(begin)

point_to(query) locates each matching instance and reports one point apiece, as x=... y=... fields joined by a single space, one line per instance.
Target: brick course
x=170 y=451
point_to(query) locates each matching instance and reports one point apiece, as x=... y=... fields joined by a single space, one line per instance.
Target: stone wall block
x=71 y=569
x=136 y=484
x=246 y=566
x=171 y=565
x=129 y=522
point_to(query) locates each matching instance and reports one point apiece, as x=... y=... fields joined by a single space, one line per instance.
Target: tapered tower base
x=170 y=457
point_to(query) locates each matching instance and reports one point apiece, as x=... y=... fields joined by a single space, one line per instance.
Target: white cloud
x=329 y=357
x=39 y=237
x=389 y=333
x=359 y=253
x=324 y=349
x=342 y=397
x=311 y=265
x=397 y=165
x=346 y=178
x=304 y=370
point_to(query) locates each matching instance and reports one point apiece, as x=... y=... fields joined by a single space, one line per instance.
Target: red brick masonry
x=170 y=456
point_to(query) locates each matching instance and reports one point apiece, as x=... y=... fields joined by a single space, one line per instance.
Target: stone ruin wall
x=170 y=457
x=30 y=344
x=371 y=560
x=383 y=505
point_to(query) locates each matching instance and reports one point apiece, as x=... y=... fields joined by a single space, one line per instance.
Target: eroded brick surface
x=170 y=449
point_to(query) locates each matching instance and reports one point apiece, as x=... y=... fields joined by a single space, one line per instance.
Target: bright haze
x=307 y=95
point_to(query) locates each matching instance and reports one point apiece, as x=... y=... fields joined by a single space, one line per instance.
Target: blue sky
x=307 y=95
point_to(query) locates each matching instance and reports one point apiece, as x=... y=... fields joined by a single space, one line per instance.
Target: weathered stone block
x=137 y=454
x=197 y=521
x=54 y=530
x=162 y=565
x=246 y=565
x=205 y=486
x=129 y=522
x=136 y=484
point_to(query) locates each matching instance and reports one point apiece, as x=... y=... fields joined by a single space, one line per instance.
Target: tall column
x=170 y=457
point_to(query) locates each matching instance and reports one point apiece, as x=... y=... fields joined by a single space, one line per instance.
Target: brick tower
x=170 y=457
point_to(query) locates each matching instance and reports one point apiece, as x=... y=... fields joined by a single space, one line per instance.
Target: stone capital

(end)

Problem to work on
Rewrite the lines from the start of the material through the line holding "x=170 y=451", inclusive, switching "brick course" to "brick layer" and leaving everything else unchanged.

Output of the exercise
point_to(query) locates each matching instance and reports one point apiece, as x=... y=... fields joined by a single space, one line per instance.
Target: brick layer
x=170 y=451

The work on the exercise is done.